───── Material shown

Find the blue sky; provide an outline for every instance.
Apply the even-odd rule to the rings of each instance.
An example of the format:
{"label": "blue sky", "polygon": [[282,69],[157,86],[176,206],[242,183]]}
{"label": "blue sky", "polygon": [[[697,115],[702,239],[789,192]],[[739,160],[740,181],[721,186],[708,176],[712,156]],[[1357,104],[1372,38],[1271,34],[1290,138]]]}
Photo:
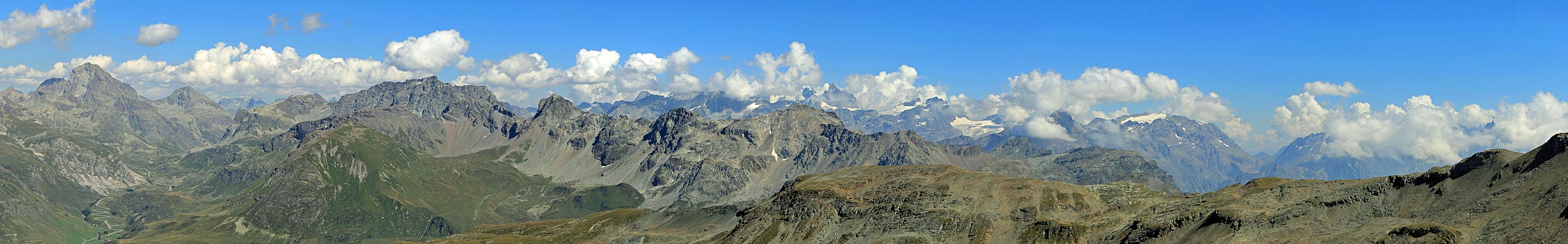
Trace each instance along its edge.
{"label": "blue sky", "polygon": [[[77,2],[3,2],[0,9],[69,8]],[[467,56],[525,52],[571,66],[580,48],[624,55],[681,47],[702,56],[693,74],[748,67],[753,55],[809,45],[825,81],[919,69],[917,84],[950,94],[1002,94],[1008,77],[1085,67],[1157,72],[1228,99],[1236,116],[1269,128],[1273,108],[1308,81],[1352,81],[1363,94],[1320,97],[1330,106],[1375,108],[1432,95],[1458,105],[1527,102],[1568,91],[1568,3],[1563,2],[119,2],[94,5],[94,25],[56,47],[41,38],[0,50],[0,67],[86,55],[180,63],[216,42],[293,47],[323,56],[381,59],[390,41],[458,30]],[[320,13],[329,27],[298,31]],[[268,36],[267,16],[292,31]],[[138,27],[171,23],[169,44],[132,42]],[[720,56],[731,56],[721,59]],[[444,78],[461,75],[447,67]],[[1344,102],[1341,102],[1344,100]],[[1131,106],[1134,111],[1154,105]]]}

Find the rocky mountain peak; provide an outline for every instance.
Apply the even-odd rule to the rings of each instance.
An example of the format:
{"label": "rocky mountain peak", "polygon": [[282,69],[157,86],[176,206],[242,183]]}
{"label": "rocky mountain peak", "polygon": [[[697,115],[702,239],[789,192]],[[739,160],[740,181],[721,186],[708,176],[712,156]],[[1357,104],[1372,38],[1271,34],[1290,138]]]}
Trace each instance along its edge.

──────────

Write out every line of the listing above as a numbered list, skipping the blank lines and leaving out the pictures.

1. Find the blue sky; provide an outline for every instance.
2. Apply the even-odd rule to the rings of each instance.
3. An example of the format:
4. {"label": "blue sky", "polygon": [[282,69],[157,86],[176,206],[242,183]]}
5. {"label": "blue sky", "polygon": [[[697,115],[702,239],[789,192]],[[739,160],[740,181],[721,186],[708,176],[712,156]],[[1357,104],[1372,38],[1271,34],[1290,138]]]}
6. Photo:
7. Trace each instance along its edge.
8. {"label": "blue sky", "polygon": [[[77,2],[3,2],[0,9],[69,8]],[[467,56],[525,52],[571,66],[580,48],[624,55],[681,47],[702,56],[693,74],[748,67],[753,55],[809,45],[825,81],[919,69],[917,84],[950,94],[1002,94],[1008,77],[1085,67],[1157,72],[1228,99],[1236,116],[1269,128],[1273,108],[1308,81],[1352,81],[1363,94],[1320,97],[1330,106],[1375,108],[1432,95],[1458,105],[1527,102],[1568,91],[1568,3],[1563,2],[119,2],[94,5],[94,25],[56,47],[41,38],[0,50],[0,67],[86,55],[180,63],[216,42],[293,47],[323,56],[381,59],[390,41],[458,30]],[[320,13],[329,27],[298,31]],[[268,36],[267,16],[292,31]],[[138,27],[171,23],[169,44],[132,42]],[[720,56],[731,56],[721,59]],[[444,78],[461,75],[447,67]],[[1344,102],[1341,102],[1344,100]],[[1131,106],[1134,111],[1154,105]]]}
9. Find the rocky mountain peak; provide an outline for every instance.
10. Apply the even-odd rule to the rings of each instance.
11. An example of the format:
12. {"label": "rocky mountain peak", "polygon": [[282,69],[157,86],[176,206],[242,183]]}
13. {"label": "rocky mountain peak", "polygon": [[[697,115],[702,239],[789,192]],[[739,160],[740,181],[721,186],[708,176],[712,156]],[[1357,104],[1372,38],[1271,34],[1290,138]]]}
14. Trace each instance along its edge.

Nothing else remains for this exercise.